Start of Dataset content

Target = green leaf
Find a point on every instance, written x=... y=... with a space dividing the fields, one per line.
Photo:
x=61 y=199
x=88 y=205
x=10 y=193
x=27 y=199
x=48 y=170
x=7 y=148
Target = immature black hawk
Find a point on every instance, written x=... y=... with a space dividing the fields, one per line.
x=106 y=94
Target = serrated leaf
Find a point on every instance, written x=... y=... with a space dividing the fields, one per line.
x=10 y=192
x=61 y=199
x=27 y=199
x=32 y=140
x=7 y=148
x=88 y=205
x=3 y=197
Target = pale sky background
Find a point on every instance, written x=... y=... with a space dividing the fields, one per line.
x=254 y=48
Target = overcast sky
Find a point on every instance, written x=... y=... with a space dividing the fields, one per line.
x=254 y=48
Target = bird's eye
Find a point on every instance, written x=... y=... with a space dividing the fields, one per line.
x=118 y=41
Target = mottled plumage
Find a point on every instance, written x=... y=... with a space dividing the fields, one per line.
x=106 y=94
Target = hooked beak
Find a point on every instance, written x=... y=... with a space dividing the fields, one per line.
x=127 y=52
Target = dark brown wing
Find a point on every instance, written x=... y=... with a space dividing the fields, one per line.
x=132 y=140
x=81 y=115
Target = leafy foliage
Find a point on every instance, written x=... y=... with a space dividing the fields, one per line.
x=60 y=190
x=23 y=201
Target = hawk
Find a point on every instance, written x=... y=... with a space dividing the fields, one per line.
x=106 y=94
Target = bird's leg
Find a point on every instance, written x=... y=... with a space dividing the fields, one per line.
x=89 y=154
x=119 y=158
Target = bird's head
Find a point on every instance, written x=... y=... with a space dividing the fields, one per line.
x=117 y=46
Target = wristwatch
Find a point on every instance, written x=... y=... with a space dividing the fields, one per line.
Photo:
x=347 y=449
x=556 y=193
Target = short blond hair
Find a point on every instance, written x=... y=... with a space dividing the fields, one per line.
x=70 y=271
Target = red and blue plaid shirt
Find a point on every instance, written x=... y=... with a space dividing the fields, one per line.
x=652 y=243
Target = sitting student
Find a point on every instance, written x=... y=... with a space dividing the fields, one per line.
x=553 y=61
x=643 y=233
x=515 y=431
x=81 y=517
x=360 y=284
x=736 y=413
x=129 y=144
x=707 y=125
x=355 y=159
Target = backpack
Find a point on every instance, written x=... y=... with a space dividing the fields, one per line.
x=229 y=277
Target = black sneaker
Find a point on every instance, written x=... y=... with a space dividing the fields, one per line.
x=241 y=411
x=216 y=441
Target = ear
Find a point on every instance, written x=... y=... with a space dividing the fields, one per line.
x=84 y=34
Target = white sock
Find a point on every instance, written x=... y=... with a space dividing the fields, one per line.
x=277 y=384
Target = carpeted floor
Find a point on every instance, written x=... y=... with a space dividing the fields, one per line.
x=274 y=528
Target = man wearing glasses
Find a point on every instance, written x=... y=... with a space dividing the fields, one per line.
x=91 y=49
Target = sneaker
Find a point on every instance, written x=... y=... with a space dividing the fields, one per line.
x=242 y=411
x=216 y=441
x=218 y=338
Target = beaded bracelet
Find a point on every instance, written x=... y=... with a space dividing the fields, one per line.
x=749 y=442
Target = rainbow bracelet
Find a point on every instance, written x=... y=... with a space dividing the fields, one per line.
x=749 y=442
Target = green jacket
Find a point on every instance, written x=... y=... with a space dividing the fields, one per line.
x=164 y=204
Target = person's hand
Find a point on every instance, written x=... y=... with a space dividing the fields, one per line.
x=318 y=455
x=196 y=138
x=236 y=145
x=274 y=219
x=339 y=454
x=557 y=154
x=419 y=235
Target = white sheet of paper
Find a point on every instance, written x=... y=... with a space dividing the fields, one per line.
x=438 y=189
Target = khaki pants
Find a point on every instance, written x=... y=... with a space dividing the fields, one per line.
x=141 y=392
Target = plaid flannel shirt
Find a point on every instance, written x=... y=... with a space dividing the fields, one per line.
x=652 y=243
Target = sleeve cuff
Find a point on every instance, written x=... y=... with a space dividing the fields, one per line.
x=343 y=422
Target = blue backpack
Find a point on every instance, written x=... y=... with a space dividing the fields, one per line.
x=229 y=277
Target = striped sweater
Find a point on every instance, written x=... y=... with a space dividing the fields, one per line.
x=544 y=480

End of Dataset content

◆ **Work instructions**: Every line above should be output exactly as it stands.

◆ **Answer box**:
Target = green leaf
Find a point on every instance, written x=... y=... with a space dividing the fields, one per line.
Photo:
x=61 y=199
x=88 y=205
x=10 y=193
x=27 y=199
x=48 y=170
x=7 y=148
Target = immature black hawk
Find a point on every instance, written x=... y=... with a space dividing the fields, one per line.
x=106 y=94
Target = serrated leaf
Find a point on every instance, written x=... y=... with a space dividing the fields, one per line.
x=10 y=192
x=61 y=199
x=27 y=199
x=32 y=140
x=7 y=148
x=88 y=205
x=3 y=197
Target = pale sky background
Find a point on every instance, written x=... y=... with a space dividing the fields, one per line.
x=254 y=48
Target = overcast sky
Find a point on every instance, written x=... y=... with a space dividing the fields, one per line.
x=254 y=48
Target = bird's eye
Find a point on every instance, written x=... y=... with a space dividing the fields, one per line.
x=118 y=41
Target = mottled plumage
Find a point on every instance, written x=... y=... with a space dividing the fields, one per line.
x=106 y=94
Target = hooked beak
Find a point on every instance, written x=... y=... with a space dividing the fields, one per line.
x=127 y=52
Target = dark brown wing
Find a point on every instance, written x=... y=... with a space dividing the fields, one per line.
x=132 y=140
x=81 y=115
Target = leafy foliage
Find a point on every instance, written x=... y=... with a space dividing the fields, one per line.
x=60 y=190
x=23 y=201
Target = hawk
Find a point on every instance, written x=... y=... with a space dividing the fields, one per line.
x=106 y=94
Target = bird's leg
Find a point on every instance, written x=... y=... with a space dividing the fields, one per line.
x=89 y=154
x=119 y=158
Target = bird's head
Find a point on every instance, written x=... y=... with a space dividing the fields, one per line.
x=117 y=46
Target = wristwatch
Find a point on every instance, written x=... y=... with a space dividing the fields, one per line.
Photo:
x=347 y=449
x=556 y=193
Target = short blond hair
Find a point on every instance, written x=... y=... with a space dividing the fields, one per line.
x=70 y=271
Target = red and blue plaid shirt
Find a point on every instance, written x=... y=... with a space dividing the fields, one per line.
x=652 y=243
Target = sitting student
Find a point on every instance, written x=... y=... with a space dividing the fields, one per line.
x=553 y=61
x=643 y=233
x=515 y=431
x=81 y=517
x=360 y=284
x=736 y=413
x=129 y=144
x=707 y=125
x=355 y=159
Target = backpack
Find a point on every instance, written x=... y=... with a space dividing the fields, one per line.
x=229 y=277
Target = black sneaker
Find a point on every instance, written x=... y=... with a space dividing the fields, one per line.
x=241 y=411
x=216 y=441
Target = ear
Find a point on every instance, written x=... y=... with a space dividing the fields, one per line.
x=84 y=34
Target = white sock
Find a point on every instance, written x=... y=... with a space dividing the fields, one per line.
x=277 y=384
Target = carpeted floor
Find a point on every instance, written x=... y=... with a space dividing the fields, one per line.
x=274 y=528
Target = man wearing glasses
Find a point on every instance, written x=... y=... with a space dividing the fields, one per line.
x=91 y=49
Target = sneaker
Find a point on every instance, written x=... y=... with a space dividing the fields, one per line.
x=242 y=411
x=216 y=441
x=218 y=338
Target = beaded bracelet
Find a point on every instance, written x=... y=... with a space dividing the fields, one per line.
x=749 y=442
Target = rainbow bracelet
Find a point on every instance, written x=... y=... with a space dividing the fields, one per line.
x=749 y=442
Target = green jacket
Find a point on every instance, written x=... y=... with a space dividing the fields, one per line.
x=164 y=204
Target = person's hand
Find a point on every instance, written x=... y=... with a space dividing the fields, one per line.
x=318 y=455
x=196 y=138
x=236 y=145
x=274 y=219
x=339 y=454
x=557 y=154
x=419 y=235
Target = white sheet of paper
Find a point on every instance, written x=... y=... with a space dividing the fields, one per line.
x=438 y=189
Target = khaki pants
Find a point on every instance, written x=... y=... with a space dividing the fields, one per line.
x=141 y=392
Target = plaid flannel shirt
Find a point on every instance, written x=... y=... with a space dividing the fields, one per line.
x=652 y=243
Target = sleeve cuff
Find a point on every instance, written x=... y=... with a space dividing the fields, one per line.
x=343 y=422
Target = blue backpack
Find a point on every instance, written x=... y=... with a space dividing the fields, one per line.
x=229 y=277
Target = striped sweater
Find a point on every instance, written x=... y=... with a space dividing the fields, one per line.
x=544 y=480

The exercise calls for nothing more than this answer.